__Estratto del testo__.

= = = = =

Non avevo ancora finito il mio bizzarro e articolato percorso di studi quando iniziai ad occuparmi attivamente di mercati finanziari: per quasi tredici anni sono stato operatore finanziario, trattando principalmente il mercato dei derivati, segnatamente futures e opzioni su indici azionari, obbligazionari e cambi valutari, marginalmente delle materie prime. Ho effettuato ricerche finalizzate all’individuazione di bias (inefficienze) sfruttabili operativamente, analisi multifattoriali dei così detti effetti emergenti, conseguenze dirette degli effetti aggregati di scelte individuali. Sono arrivato a realizzare fino a 90 eseguiti in una singola seduta di mercato. Nel 2014 sono passato alla consulenza finanziaria, portando con me conoscenze, esperienze e capacità, in una parola le mie competenze di ricercatore e operatore finanziario.
L’operatività e la consulenza finanziaria sono due mondi differenti, passare dall’una all’altra ha richiesto inevitabilmente una nuova declinazione di quelle competenze. Ma i mercati finanziari sono governati dalle stesse regole: nessun professionista, o almeno, nessun professionista onesto intellettualmente cerca di prevedere e anticipare i mercati. Si tratta, sempre, di: 1) gestione del rischio (strategico); 2) adattamento (tattico).
La gestione del rischio, tralasciando qualsiasi considerazione sulle tecniche e sugli strumenti, viene perseguita: a) minimizzando, fino a virtualmente annullare, il rischio specifico attraverso la diversificazione; b) individuando prima e mantenendo poi la composizione in termini di asset class della posizione strutturale. L’allocazione strategica viene definita sulla base di tre parametri: tempo a disposizione, volatilità tollerata e rendimento atteso. Tempo e volatilità sono variabili indipendenti che vengono scelte analizzando le caratteristiche oggettive e soggettive dell’investitore; il valore atteso di una posizione finanziaria è la variabile dipendente, conseguenza diretta della quantità di rischio sistemico gestito. Esemplificando, un portafoglio creato per la tesoreria di una SpA, con un orizzonte temporale di 3 anni e una volatilità del 12,5% (in termini di Var2, annualizzato, con livello di confidenza del 95%) avrà una quota di azionario e un rendimento atteso inferiore ad un portafoglio strutturato sulla base di un orizzonte temporale di 15 anni e una volatilità tollerata del 22%.

= = = = =

__Problema da risolvere__.
Nel testo sulla consulenza finanziaria, quali sono i parametri su cui si basa la definizione dell'allocazione strategica? Elencali tutti.

= = = = =

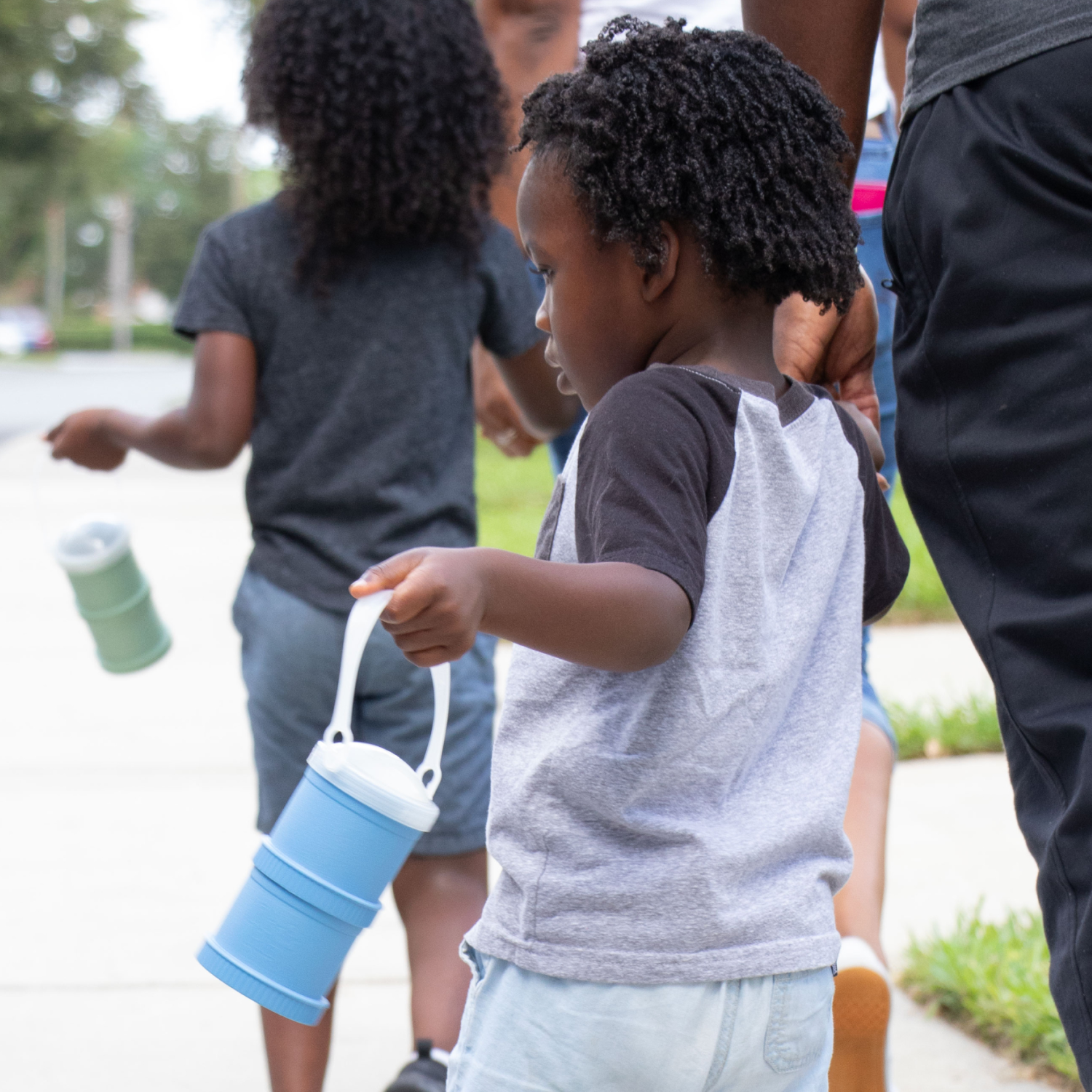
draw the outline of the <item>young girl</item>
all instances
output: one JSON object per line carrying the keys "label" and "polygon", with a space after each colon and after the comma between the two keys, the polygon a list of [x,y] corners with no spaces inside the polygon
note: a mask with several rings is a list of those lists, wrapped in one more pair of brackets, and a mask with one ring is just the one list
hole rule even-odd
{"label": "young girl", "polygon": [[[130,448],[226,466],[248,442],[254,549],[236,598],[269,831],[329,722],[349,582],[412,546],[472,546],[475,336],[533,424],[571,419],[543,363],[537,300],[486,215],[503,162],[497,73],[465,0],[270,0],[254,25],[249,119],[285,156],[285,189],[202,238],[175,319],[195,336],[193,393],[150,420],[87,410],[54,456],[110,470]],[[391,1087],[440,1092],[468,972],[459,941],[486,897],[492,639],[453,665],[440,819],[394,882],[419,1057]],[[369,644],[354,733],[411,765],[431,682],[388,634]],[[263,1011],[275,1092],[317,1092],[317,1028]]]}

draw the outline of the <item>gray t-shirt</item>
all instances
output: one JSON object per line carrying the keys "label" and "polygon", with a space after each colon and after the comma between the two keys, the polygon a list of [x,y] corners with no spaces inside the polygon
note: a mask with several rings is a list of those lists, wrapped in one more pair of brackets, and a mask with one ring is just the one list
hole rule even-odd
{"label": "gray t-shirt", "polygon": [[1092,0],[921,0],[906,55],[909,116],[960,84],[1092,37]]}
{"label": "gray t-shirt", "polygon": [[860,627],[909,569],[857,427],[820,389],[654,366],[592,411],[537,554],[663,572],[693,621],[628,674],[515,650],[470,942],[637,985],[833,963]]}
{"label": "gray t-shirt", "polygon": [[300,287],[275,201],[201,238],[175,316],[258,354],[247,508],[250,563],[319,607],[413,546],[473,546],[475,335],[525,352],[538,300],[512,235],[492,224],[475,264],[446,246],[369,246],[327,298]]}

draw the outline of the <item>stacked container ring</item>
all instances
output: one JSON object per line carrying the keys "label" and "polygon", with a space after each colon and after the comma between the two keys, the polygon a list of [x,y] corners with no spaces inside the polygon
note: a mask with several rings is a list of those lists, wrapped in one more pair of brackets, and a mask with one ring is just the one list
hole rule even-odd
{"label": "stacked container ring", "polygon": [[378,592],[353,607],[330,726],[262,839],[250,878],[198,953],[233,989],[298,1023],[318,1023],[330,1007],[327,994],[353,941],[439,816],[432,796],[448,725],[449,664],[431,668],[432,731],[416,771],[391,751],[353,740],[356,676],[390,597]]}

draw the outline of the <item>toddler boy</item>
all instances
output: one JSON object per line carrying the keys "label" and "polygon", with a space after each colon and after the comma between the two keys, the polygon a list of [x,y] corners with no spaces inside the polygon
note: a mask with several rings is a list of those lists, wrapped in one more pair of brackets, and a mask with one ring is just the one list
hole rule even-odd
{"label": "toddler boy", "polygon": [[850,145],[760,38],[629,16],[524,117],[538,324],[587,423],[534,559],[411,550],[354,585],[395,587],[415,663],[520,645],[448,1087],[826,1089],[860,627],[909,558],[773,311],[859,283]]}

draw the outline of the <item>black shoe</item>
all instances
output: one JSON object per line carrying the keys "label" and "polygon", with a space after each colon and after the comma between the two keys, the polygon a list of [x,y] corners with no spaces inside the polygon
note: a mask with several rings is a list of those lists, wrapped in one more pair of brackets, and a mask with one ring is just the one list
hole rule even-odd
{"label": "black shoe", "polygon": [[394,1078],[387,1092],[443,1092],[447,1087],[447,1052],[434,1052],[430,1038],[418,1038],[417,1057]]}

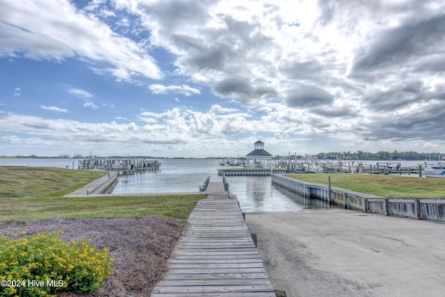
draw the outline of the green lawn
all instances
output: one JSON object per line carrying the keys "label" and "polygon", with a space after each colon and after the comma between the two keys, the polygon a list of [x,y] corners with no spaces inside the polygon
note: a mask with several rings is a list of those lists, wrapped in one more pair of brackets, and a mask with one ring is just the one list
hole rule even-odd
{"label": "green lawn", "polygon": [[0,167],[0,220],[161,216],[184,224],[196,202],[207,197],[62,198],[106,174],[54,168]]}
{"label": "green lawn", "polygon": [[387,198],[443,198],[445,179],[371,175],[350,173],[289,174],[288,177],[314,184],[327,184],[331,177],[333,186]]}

= = = = =

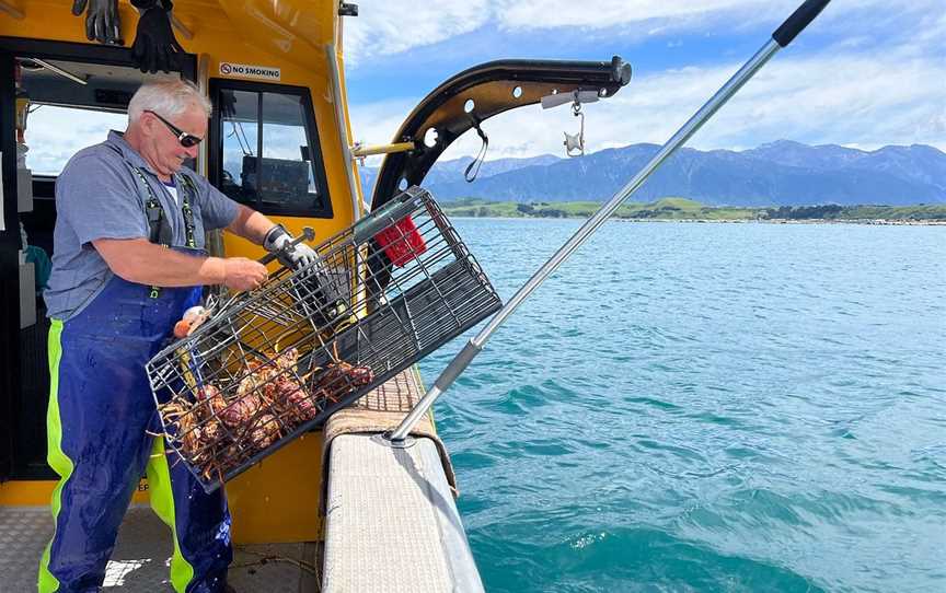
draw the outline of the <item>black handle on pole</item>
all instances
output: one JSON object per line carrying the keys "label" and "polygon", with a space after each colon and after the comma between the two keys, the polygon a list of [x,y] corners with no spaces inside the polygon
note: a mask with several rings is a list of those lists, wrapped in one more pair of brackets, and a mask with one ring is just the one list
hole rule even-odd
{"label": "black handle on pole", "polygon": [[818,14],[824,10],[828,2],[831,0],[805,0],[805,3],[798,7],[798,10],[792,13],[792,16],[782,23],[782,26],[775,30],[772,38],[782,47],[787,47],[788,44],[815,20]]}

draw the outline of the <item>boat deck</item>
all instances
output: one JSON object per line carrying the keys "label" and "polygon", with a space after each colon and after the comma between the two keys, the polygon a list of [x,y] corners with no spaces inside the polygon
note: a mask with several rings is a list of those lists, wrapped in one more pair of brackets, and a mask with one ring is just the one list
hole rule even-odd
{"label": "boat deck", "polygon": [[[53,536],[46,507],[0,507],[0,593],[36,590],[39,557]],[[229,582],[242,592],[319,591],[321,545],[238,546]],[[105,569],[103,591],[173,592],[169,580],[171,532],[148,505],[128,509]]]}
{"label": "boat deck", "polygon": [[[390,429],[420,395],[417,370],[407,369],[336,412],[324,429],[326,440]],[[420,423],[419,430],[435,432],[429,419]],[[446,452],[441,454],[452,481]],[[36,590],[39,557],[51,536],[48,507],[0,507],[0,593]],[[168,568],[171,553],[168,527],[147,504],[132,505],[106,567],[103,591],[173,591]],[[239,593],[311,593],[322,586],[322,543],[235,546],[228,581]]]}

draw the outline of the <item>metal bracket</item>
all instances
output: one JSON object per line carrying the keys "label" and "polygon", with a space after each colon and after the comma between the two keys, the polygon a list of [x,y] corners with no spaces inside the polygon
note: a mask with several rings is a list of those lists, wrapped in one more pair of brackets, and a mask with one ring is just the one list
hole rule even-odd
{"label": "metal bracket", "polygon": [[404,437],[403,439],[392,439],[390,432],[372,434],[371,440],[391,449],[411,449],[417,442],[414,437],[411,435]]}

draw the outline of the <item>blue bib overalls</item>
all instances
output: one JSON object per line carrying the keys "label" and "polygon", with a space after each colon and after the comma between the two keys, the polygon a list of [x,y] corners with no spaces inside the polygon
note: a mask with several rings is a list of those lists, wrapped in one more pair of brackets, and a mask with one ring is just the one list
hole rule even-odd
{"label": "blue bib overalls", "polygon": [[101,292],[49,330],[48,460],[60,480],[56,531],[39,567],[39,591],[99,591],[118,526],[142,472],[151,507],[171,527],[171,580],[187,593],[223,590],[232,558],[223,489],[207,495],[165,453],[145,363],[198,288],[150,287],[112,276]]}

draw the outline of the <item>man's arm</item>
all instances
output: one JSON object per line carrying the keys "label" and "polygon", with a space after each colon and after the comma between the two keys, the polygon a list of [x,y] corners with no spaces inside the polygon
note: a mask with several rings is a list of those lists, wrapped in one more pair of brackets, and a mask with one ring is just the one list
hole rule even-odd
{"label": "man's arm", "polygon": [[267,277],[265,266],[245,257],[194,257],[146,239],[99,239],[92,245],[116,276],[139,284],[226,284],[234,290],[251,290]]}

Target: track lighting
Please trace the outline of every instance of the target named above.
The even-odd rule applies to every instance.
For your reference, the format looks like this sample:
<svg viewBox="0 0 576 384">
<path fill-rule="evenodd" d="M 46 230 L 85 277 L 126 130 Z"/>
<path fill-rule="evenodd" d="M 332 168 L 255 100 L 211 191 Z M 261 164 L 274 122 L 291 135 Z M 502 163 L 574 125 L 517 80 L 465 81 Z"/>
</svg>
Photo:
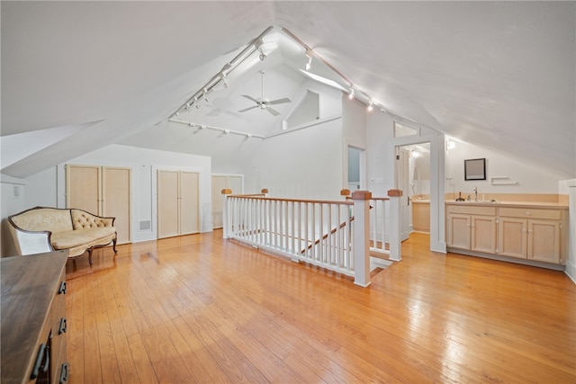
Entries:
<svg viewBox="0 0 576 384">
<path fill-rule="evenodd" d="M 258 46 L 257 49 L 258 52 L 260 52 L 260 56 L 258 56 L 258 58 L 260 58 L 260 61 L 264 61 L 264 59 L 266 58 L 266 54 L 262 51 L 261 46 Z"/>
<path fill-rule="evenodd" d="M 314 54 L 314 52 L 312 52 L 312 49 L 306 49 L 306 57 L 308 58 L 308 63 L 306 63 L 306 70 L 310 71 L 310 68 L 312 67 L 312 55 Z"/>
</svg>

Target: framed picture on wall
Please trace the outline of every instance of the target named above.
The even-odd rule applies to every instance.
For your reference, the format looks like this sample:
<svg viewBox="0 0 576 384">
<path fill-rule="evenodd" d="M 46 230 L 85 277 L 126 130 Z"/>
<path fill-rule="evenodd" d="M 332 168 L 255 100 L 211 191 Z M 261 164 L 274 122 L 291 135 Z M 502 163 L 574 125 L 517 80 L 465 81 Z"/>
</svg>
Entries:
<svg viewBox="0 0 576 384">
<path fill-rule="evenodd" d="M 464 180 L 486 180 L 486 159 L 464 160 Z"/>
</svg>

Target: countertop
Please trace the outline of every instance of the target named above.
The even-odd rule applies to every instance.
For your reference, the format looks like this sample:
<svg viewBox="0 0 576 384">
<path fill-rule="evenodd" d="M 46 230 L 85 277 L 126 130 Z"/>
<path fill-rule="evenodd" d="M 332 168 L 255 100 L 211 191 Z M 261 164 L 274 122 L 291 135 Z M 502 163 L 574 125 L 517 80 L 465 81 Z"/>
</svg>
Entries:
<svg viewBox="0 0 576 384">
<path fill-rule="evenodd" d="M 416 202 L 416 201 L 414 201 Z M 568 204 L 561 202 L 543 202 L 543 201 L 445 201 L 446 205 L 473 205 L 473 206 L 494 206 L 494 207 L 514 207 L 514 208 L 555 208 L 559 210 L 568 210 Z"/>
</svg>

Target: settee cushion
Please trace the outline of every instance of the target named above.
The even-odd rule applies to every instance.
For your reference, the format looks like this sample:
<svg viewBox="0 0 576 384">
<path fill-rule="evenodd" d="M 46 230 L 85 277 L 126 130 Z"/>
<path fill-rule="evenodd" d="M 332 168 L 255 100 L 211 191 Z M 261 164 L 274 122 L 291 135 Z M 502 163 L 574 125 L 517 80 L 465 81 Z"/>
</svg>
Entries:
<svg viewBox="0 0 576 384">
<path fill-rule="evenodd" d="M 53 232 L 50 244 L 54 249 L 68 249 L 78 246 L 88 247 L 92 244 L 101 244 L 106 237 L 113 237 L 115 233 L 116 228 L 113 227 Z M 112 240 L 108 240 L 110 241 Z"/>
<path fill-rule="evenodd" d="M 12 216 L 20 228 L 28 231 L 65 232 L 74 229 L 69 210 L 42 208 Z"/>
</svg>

= = = = =

__Risposta completa__.
- Tempo a disposizione
- Volatilità tollerata
- Rendimento atteso